═══ Working data ═══

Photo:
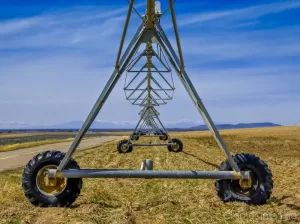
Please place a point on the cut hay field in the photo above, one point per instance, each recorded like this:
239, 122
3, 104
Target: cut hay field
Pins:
170, 201
14, 141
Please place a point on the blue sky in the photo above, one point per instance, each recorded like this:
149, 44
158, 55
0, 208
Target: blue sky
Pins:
242, 56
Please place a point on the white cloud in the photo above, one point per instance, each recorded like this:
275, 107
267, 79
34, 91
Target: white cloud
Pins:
252, 12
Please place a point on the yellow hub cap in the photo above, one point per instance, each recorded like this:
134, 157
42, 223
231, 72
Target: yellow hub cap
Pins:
50, 185
175, 146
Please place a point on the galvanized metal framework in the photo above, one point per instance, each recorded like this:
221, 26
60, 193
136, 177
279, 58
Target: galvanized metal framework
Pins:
149, 33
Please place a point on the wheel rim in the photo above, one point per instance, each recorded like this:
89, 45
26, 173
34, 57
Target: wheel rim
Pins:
175, 146
246, 192
124, 147
50, 186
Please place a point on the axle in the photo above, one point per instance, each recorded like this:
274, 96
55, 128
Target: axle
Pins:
117, 173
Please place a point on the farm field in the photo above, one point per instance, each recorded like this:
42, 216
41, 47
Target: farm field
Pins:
170, 201
14, 141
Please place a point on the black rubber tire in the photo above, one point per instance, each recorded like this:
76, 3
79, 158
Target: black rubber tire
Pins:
229, 190
122, 142
164, 137
38, 198
180, 145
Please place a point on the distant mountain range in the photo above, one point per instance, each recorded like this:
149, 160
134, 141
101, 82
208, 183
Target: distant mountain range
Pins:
237, 126
123, 125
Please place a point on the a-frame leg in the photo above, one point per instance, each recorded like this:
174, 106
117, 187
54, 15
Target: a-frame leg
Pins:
166, 46
126, 58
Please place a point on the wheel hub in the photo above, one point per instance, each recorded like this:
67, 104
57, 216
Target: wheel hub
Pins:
175, 146
125, 147
245, 183
50, 185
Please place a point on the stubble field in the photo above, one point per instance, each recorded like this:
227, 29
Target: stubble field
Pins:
171, 201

═══

#### Written request:
Reproduce the data verbatim. Do not carry any picture into the copy.

#### Finished answer:
Photo:
Please place a point on the cut hay field in the photo above, one point per instance, each recorded like this:
239, 122
3, 104
Target: cut hay field
Pins:
170, 201
14, 141
Please place a point on the blue sky in the photo above, one point per instance, each recorded like this:
149, 44
158, 55
0, 208
Target: blue sky
Pins:
242, 56
Please place a point on the white cloud in the photo above, one point per instance, each recorded like this:
275, 107
267, 79
34, 91
Target: white cloud
Pins:
252, 12
Please place a point on the yellow hub cap in the photo above, one point per instance, each recorded like this:
134, 157
42, 223
231, 72
Target: yellow hub cap
Pins:
50, 185
175, 146
Please place a point on the galvanized metal framework in the photo above, one point per instance, each recorded like this:
221, 26
60, 193
136, 177
279, 58
Target: galvanized metal framework
Pins:
149, 33
Please place a point on the wheel rim in the photo above, one point per instance, each recorded like this:
89, 45
26, 173
34, 57
Target: wheel rim
Pins:
175, 146
246, 192
124, 147
50, 186
Please place a point on the axle in the photo above, one point per instance, each recorded like this:
274, 96
55, 128
Target: axle
Pins:
117, 173
Please place a point on the farm field in the photo above, one point per instance, each recorded like this:
42, 216
41, 47
Target: farm field
Pins:
170, 201
14, 141
Please place a point on the black rubber tire in the photo above, one point per instance, each recorded like this:
76, 3
79, 158
Target: black rubber tire
Pins:
229, 190
122, 142
164, 137
38, 198
180, 145
Please place a point on the distant mountain range in the photo above, one point per instance, each recorded like this:
149, 160
134, 141
101, 82
208, 183
Target: distant mountain range
Pins:
237, 126
123, 125
Please place a point on the a-frame leg in the photo above, one point per instance, each recorded like this:
174, 106
117, 187
54, 15
Target: a-frame leg
Pins:
166, 46
126, 58
Please place a point on the wheel hub in the photo above, one point per instance, each recorded like this:
67, 104
57, 216
Target: wheel hub
Pins:
175, 146
125, 147
245, 183
50, 185
Please place a point on the stubble field in the photo above, one point per instance, each recorded like this:
227, 29
Target: stubble field
Pins:
171, 201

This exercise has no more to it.